• _EXTRACTED RECORDS_:
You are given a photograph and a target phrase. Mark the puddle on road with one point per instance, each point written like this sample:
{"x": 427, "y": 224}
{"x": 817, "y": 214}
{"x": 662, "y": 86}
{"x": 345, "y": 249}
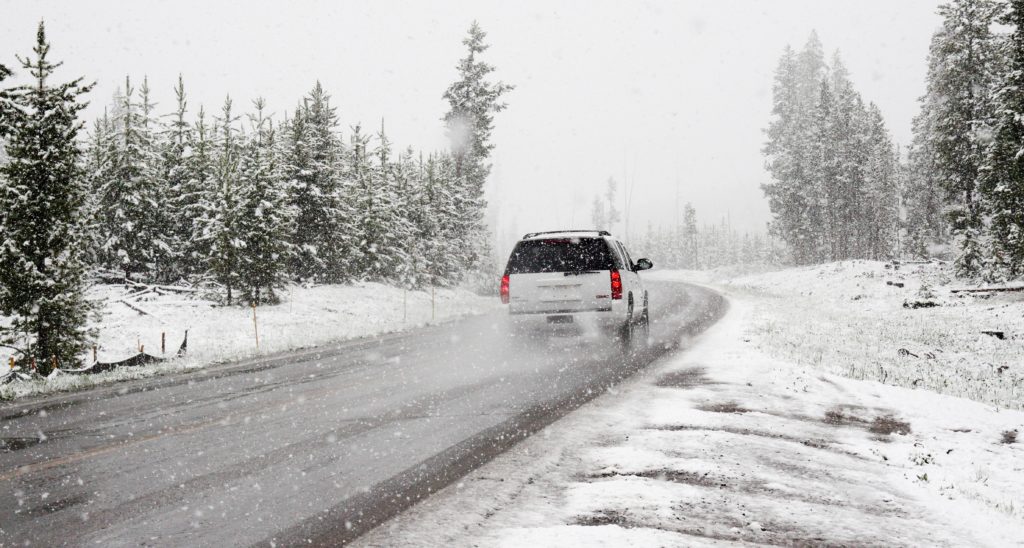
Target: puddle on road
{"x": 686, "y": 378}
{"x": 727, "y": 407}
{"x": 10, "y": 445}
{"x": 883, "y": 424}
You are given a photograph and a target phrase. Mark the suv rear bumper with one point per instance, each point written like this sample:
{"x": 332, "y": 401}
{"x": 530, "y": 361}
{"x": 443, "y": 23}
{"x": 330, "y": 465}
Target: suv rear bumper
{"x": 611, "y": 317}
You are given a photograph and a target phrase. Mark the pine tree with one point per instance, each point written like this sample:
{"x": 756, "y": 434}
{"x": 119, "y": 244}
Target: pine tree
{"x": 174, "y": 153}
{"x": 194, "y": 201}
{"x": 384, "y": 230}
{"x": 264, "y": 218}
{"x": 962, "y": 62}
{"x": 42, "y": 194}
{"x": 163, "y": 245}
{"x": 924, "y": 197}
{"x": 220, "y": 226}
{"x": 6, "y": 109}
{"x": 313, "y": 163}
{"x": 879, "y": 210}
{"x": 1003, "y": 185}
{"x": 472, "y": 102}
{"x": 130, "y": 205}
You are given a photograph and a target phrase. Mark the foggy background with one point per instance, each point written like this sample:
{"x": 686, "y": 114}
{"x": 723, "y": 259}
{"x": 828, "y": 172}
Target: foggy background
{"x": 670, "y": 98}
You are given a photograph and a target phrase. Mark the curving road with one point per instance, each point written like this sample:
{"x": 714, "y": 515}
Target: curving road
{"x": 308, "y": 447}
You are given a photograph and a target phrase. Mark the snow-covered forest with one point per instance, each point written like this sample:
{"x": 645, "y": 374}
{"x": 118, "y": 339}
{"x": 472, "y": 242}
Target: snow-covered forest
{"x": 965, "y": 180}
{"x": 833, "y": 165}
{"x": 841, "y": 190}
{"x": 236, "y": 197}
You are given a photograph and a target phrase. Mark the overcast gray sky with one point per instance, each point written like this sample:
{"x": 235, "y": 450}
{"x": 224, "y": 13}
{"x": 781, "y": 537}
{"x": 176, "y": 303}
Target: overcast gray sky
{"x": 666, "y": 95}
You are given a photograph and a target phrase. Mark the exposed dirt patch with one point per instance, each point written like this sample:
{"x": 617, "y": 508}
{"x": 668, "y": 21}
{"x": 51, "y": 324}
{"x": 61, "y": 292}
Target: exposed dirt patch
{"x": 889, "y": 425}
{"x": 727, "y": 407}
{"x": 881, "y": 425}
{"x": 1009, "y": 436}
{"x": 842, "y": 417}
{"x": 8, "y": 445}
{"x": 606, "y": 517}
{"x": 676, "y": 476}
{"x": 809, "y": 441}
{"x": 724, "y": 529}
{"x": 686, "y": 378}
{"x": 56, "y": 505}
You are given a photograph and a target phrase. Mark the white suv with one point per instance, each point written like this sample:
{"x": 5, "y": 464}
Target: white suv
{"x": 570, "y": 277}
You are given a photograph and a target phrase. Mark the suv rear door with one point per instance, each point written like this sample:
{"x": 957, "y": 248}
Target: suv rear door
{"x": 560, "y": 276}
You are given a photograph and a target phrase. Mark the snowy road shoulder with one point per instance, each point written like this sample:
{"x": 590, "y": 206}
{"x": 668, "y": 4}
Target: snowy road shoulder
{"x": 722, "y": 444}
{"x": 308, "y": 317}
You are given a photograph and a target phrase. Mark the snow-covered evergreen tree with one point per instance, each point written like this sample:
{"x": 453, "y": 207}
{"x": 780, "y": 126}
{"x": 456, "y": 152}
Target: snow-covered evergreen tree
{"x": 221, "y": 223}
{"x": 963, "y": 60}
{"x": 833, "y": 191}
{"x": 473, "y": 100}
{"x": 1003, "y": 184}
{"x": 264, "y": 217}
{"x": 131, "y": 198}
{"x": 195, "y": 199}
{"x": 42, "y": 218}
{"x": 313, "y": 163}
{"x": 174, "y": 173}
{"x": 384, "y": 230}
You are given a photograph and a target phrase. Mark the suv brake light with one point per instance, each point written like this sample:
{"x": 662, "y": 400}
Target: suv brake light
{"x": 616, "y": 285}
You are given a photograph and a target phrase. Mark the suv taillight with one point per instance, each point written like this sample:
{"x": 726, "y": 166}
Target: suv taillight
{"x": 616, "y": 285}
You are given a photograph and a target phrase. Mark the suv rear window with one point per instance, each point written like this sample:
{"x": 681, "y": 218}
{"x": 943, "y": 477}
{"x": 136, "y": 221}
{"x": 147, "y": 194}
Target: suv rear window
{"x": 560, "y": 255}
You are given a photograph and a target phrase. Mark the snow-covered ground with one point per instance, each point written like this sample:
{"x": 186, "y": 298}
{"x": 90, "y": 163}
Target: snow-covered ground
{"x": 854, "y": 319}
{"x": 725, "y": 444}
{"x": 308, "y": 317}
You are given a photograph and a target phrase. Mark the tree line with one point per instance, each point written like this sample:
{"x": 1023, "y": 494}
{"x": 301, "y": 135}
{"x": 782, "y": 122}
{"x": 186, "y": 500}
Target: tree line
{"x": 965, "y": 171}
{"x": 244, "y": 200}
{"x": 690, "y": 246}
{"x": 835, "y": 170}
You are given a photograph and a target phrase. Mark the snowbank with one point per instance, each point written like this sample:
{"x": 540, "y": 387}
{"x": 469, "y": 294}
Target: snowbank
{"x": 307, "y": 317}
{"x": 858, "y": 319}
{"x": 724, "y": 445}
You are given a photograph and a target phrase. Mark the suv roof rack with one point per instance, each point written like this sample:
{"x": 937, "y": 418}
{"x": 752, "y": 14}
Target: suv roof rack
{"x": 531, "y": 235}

...

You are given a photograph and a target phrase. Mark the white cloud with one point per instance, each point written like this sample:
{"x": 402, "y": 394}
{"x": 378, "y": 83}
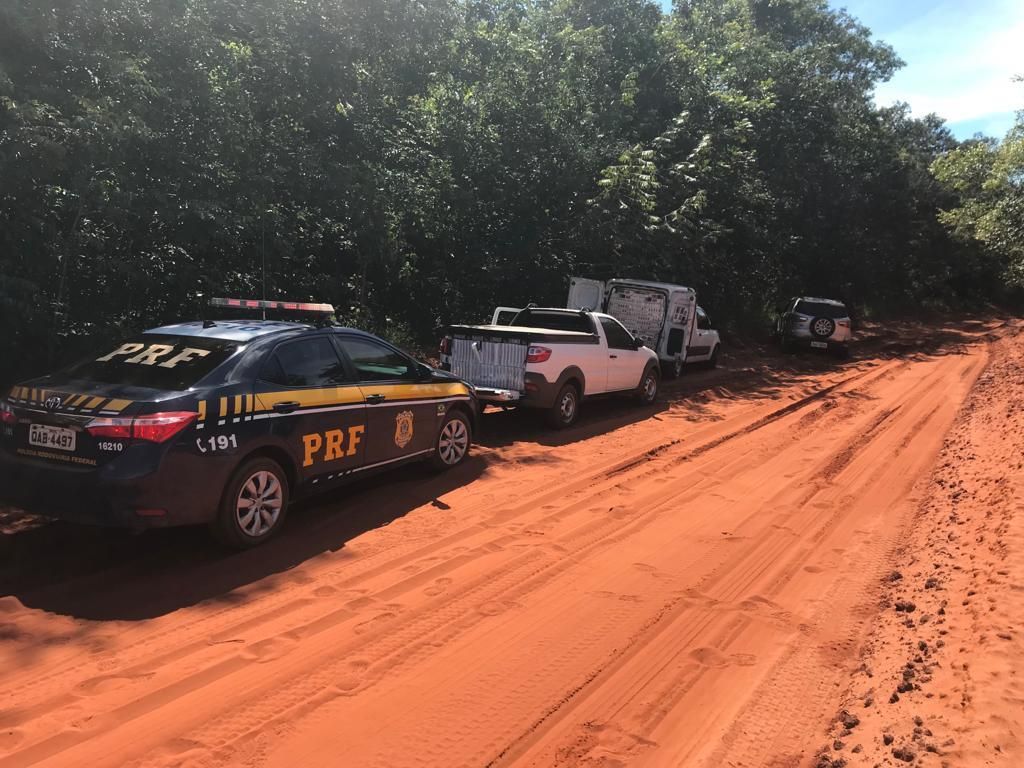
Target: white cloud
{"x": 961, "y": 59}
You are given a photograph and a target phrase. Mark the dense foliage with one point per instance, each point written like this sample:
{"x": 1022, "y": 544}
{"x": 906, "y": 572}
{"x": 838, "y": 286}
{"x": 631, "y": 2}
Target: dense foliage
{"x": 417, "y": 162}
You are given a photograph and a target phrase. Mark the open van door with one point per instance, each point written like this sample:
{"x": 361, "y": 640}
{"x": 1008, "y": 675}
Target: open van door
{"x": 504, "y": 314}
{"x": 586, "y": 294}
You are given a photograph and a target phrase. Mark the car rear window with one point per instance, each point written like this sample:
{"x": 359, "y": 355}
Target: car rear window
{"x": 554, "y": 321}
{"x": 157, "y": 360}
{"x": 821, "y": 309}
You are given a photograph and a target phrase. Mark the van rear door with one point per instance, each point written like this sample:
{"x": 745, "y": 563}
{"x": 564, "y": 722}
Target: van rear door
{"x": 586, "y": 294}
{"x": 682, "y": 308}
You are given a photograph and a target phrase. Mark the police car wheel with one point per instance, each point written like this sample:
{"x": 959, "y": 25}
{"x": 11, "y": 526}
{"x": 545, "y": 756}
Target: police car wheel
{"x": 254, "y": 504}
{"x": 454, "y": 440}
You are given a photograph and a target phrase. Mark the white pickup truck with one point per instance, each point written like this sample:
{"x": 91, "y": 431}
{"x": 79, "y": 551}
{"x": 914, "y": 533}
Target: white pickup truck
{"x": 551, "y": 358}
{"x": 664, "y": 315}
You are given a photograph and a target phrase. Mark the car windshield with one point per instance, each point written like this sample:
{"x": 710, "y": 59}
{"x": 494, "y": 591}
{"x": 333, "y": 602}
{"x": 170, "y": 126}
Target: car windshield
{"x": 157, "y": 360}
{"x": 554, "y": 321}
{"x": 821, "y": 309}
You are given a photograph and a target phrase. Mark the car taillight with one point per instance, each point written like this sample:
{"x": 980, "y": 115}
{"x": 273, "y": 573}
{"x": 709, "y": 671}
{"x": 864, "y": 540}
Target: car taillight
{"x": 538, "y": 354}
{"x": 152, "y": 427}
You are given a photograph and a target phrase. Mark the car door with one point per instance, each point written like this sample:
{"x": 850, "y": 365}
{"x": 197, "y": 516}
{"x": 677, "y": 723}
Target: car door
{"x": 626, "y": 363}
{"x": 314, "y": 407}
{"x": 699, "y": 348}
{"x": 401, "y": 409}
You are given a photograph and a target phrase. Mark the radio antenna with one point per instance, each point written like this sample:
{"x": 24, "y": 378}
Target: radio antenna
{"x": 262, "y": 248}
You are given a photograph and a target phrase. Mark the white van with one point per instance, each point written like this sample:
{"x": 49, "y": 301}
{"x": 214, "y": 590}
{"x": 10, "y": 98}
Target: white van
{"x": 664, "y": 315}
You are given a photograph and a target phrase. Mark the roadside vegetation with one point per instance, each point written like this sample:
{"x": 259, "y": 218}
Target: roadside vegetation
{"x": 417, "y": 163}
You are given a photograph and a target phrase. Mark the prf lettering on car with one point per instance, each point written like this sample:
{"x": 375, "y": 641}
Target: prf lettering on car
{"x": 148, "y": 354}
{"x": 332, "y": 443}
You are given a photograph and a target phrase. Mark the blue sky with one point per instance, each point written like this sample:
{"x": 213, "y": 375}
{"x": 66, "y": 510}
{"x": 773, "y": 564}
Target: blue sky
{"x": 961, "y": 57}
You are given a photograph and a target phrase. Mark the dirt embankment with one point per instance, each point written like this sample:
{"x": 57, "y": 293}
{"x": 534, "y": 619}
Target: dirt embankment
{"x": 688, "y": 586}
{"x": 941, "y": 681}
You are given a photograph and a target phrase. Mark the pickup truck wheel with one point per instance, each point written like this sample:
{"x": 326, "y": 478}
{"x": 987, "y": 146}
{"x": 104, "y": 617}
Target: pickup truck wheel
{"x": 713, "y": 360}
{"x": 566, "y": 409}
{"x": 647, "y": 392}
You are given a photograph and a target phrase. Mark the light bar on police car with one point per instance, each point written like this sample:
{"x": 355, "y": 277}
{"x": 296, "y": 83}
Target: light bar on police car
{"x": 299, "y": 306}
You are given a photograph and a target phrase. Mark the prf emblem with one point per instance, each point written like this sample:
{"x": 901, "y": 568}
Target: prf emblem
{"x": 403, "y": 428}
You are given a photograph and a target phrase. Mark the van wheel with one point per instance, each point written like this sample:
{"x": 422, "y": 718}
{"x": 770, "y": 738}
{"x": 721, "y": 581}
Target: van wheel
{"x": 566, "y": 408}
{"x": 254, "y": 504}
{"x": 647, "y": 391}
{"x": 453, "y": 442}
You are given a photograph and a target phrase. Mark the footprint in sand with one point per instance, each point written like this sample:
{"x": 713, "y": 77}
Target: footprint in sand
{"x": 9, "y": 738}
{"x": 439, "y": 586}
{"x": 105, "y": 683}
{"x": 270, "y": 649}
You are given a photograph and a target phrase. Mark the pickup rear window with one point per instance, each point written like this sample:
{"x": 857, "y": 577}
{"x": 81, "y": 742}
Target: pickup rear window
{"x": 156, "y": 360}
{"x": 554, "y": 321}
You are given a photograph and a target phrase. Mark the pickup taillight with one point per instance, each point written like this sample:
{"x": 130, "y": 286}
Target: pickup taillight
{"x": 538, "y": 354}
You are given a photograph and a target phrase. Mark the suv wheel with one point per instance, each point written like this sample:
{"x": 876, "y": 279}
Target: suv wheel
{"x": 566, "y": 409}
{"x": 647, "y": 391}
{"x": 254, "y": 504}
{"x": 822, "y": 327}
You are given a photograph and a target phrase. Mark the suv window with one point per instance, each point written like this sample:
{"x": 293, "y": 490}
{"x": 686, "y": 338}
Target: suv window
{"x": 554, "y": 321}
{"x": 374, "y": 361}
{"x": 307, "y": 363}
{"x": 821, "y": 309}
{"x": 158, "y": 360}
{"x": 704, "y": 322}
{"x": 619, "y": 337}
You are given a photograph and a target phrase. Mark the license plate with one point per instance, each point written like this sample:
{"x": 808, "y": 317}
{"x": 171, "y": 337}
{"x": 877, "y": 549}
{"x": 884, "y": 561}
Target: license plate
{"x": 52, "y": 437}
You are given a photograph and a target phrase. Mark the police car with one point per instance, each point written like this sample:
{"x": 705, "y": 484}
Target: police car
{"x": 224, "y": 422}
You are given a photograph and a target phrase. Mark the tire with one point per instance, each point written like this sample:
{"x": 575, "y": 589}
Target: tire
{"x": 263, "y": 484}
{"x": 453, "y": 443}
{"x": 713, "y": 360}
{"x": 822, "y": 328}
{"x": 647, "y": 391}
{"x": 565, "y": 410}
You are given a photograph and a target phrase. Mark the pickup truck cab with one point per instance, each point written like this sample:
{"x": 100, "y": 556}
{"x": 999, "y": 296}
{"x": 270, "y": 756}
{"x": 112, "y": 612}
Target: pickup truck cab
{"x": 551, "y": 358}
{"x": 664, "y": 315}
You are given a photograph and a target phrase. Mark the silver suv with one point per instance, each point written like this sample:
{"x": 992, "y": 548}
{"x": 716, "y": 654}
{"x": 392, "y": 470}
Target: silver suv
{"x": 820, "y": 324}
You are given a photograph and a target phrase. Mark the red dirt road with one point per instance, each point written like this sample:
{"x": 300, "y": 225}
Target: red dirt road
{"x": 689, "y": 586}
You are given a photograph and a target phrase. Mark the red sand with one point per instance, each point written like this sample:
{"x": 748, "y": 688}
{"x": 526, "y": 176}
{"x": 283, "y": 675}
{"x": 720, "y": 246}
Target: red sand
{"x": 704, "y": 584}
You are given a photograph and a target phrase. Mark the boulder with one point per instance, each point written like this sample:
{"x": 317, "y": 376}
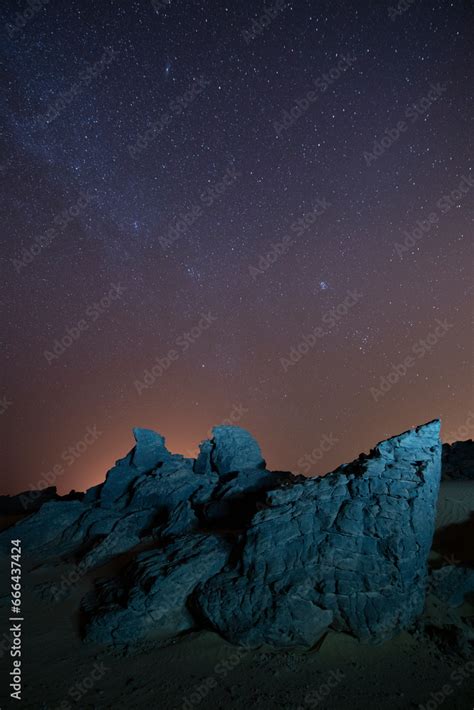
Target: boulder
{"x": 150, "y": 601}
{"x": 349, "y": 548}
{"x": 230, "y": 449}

• _WORK REQUIRED_: Collect every line of the records above that contains the word "plate", copying each one in full. Case counts.

• _ANSWER TO THIS EXERCISE_:
You are given a photograph and a target phrase. Mark the license plate with one point per instance, each point written like this sample:
Target: license plate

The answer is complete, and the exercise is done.